[Opening Dataset content section]
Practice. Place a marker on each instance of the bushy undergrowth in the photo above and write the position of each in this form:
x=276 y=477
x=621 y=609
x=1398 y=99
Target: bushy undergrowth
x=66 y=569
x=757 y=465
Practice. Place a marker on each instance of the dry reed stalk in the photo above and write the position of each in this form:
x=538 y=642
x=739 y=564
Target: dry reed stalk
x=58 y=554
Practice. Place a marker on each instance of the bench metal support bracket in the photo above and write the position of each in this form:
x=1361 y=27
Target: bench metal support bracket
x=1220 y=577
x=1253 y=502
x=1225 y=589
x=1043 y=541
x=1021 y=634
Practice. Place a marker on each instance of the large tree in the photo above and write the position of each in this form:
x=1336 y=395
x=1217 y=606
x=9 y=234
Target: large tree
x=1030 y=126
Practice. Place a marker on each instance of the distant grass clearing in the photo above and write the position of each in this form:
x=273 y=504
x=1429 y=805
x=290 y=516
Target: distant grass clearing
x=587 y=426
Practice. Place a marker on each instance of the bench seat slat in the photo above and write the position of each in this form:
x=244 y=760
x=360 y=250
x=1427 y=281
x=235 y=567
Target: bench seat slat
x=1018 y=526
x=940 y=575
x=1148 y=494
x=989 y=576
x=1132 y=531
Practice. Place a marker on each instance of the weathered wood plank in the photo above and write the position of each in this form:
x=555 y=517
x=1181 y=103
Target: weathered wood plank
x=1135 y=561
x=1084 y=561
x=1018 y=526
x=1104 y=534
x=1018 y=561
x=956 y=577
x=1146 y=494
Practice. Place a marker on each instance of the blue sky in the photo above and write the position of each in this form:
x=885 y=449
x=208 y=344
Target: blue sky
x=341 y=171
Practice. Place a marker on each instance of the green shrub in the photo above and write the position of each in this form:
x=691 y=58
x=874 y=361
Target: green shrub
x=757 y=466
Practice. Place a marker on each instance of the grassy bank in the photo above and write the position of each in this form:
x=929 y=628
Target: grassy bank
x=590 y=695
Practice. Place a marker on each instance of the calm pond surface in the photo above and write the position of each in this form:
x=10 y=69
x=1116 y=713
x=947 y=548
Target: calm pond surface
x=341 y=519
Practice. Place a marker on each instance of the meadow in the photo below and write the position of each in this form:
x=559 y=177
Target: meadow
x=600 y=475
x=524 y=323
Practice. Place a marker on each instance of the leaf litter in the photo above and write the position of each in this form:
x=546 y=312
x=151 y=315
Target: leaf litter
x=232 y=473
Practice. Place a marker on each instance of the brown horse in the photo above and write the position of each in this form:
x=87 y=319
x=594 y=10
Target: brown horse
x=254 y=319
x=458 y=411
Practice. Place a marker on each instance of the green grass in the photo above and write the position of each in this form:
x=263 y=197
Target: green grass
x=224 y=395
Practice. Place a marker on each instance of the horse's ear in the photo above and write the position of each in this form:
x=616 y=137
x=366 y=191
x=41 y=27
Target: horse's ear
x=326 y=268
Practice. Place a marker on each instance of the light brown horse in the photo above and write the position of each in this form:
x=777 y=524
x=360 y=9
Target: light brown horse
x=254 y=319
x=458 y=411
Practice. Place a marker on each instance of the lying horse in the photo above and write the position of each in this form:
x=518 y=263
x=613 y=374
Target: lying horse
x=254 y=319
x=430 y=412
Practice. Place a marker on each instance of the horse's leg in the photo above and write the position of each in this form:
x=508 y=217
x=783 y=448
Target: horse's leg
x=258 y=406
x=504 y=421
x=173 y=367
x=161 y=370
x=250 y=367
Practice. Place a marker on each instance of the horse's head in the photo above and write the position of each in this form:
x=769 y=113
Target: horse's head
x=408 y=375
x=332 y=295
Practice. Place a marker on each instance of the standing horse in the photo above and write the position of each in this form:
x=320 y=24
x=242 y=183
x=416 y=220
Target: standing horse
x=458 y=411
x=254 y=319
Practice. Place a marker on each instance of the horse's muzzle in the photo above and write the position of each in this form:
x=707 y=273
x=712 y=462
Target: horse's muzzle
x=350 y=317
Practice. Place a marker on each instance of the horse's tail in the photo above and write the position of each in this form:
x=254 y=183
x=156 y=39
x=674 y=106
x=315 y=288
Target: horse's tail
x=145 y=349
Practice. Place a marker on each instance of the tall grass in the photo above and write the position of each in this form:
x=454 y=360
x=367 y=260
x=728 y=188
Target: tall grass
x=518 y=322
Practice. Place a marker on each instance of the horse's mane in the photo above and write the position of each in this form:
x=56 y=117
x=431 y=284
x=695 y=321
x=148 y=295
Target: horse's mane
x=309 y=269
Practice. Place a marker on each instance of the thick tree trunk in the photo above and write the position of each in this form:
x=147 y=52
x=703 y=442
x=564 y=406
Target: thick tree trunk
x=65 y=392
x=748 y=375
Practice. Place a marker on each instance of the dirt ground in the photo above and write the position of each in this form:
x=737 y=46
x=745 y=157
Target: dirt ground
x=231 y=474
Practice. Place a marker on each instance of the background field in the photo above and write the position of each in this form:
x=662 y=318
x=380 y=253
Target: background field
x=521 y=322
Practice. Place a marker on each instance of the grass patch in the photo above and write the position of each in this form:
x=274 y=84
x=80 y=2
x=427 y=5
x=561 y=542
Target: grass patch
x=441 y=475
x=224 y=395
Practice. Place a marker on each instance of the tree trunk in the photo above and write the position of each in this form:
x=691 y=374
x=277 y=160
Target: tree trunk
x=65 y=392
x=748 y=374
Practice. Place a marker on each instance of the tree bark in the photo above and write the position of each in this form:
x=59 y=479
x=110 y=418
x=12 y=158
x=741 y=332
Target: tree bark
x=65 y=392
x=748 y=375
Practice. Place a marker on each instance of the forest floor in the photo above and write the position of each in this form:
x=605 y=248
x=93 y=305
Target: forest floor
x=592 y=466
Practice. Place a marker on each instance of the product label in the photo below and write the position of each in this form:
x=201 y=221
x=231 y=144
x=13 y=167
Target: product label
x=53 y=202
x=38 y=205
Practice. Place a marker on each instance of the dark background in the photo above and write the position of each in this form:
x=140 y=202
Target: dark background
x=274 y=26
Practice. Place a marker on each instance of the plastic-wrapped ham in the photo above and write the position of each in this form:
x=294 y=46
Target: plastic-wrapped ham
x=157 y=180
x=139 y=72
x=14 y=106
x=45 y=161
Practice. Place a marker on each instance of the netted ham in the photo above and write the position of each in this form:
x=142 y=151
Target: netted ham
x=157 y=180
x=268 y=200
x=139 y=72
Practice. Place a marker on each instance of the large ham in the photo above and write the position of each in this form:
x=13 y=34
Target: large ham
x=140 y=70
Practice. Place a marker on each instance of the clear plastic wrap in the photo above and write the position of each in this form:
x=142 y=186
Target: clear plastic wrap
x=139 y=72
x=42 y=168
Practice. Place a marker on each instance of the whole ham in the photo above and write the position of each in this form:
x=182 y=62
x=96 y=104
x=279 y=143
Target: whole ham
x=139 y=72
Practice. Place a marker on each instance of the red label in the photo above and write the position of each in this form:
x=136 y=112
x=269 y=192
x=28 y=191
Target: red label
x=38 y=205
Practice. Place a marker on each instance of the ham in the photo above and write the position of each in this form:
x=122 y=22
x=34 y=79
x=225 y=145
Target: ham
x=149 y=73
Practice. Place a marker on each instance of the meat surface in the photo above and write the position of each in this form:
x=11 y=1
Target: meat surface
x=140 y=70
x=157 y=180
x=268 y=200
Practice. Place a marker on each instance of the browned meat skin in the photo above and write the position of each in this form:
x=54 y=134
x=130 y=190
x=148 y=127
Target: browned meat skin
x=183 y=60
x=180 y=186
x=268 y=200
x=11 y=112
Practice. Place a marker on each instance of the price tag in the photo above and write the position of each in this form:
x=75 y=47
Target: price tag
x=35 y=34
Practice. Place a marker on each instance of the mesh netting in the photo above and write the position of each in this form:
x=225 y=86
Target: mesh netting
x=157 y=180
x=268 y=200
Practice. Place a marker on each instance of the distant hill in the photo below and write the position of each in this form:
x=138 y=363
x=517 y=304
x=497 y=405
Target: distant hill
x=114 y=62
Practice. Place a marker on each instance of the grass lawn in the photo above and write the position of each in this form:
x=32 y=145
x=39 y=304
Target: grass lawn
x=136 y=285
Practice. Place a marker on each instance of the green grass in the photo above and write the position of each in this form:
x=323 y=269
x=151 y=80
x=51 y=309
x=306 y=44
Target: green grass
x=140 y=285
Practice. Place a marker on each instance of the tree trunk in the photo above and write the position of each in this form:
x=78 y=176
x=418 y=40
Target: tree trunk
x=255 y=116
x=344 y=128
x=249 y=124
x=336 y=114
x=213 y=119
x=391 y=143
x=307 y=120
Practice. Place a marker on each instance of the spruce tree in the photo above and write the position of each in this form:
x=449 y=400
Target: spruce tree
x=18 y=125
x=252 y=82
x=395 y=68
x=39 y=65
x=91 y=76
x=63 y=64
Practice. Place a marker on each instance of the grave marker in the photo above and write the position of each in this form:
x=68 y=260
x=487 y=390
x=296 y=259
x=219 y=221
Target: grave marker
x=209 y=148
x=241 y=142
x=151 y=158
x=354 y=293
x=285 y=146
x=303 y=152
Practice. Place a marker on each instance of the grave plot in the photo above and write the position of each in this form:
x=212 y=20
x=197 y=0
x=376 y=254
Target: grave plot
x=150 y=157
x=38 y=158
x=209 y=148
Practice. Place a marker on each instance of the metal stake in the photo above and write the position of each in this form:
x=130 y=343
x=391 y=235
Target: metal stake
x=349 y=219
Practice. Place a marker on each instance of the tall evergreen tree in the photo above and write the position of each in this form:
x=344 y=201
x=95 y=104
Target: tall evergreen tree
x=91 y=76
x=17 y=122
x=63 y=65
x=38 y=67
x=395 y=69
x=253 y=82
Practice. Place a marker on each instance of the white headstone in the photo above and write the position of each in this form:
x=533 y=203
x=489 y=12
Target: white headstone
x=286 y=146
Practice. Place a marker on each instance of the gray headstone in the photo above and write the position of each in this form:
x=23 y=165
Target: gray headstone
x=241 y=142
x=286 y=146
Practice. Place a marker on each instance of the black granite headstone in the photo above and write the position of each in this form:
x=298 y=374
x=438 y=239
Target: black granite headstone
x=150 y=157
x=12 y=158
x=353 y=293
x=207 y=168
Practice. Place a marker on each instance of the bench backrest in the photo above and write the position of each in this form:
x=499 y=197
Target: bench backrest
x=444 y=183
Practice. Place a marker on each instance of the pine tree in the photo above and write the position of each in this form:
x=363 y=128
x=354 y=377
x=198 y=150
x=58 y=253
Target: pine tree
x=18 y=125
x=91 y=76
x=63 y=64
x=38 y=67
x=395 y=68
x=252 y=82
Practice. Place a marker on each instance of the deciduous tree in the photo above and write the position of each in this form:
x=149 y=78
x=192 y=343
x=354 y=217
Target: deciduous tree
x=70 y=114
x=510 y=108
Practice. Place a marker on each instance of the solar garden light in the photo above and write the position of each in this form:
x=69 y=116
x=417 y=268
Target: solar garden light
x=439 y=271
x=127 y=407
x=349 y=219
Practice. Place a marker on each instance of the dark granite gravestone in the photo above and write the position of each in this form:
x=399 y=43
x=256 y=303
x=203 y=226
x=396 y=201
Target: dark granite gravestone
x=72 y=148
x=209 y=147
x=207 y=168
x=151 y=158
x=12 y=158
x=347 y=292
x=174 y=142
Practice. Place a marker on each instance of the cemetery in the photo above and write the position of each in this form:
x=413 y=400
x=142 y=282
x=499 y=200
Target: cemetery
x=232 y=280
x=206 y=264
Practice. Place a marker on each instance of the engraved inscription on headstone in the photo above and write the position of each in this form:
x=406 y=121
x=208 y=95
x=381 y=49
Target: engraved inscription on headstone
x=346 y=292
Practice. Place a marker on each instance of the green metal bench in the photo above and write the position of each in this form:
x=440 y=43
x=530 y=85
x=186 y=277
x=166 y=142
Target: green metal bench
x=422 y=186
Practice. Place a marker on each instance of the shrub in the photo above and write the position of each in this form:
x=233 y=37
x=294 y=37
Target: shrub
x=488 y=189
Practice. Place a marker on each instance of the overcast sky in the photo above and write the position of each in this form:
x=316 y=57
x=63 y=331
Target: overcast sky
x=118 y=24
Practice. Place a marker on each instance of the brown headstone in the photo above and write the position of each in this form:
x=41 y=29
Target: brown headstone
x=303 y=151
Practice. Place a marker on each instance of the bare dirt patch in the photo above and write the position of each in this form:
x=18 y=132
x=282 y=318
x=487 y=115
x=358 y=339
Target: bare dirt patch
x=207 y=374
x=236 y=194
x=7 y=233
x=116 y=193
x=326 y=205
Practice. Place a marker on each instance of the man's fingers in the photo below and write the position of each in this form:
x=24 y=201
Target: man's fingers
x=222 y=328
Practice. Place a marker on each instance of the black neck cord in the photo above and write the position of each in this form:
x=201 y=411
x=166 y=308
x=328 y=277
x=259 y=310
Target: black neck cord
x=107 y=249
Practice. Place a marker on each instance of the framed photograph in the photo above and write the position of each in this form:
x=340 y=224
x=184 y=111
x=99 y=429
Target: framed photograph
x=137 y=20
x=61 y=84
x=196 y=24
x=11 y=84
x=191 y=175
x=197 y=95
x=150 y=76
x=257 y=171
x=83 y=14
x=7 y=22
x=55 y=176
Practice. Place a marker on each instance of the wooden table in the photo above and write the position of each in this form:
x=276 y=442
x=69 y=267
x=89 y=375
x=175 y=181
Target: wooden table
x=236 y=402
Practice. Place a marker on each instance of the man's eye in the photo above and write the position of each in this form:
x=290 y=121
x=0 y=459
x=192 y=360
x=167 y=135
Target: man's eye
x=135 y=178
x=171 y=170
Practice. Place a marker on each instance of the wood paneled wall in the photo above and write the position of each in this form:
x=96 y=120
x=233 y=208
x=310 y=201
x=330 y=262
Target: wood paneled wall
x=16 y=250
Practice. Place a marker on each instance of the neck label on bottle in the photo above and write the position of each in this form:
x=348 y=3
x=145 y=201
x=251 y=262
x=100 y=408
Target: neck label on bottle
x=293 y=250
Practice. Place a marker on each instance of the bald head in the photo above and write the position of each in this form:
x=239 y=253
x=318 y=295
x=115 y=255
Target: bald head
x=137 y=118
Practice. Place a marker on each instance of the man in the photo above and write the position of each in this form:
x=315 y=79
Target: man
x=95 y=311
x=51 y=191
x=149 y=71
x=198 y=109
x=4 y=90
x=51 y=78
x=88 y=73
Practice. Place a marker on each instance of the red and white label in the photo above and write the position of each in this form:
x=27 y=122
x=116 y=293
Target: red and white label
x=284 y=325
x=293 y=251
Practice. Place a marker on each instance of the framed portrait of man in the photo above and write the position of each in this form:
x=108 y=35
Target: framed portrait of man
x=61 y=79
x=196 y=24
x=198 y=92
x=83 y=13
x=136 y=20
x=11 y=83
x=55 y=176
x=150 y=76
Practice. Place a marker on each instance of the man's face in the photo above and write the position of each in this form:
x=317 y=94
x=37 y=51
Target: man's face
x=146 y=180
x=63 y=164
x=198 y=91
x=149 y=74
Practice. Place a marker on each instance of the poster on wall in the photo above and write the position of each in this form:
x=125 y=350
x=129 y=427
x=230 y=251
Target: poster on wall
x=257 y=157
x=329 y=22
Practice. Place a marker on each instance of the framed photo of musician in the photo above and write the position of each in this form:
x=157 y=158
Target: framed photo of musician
[Closing Dataset content section]
■ **To do**
From the records above, transcribe without alteration every line from the one with "x=198 y=150" to the one with "x=256 y=303", inclusive.

■ **Result below**
x=198 y=150
x=58 y=253
Target: pine tree
x=18 y=125
x=91 y=76
x=63 y=64
x=38 y=67
x=395 y=68
x=252 y=82
Practice. Place a marker on each instance of the deciduous tree in the photo above and write the position of each in this form:
x=149 y=78
x=192 y=343
x=354 y=217
Target: deciduous tree
x=70 y=114
x=510 y=108
Practice. Place a marker on each instance of the solar garden light in the photo above and write the position of each in this form:
x=69 y=116
x=417 y=268
Target: solar garden light
x=439 y=271
x=127 y=407
x=349 y=219
Practice. Place a marker on each instance of the dark granite gravestone in the photo above and write the position of each in this form:
x=399 y=43
x=256 y=303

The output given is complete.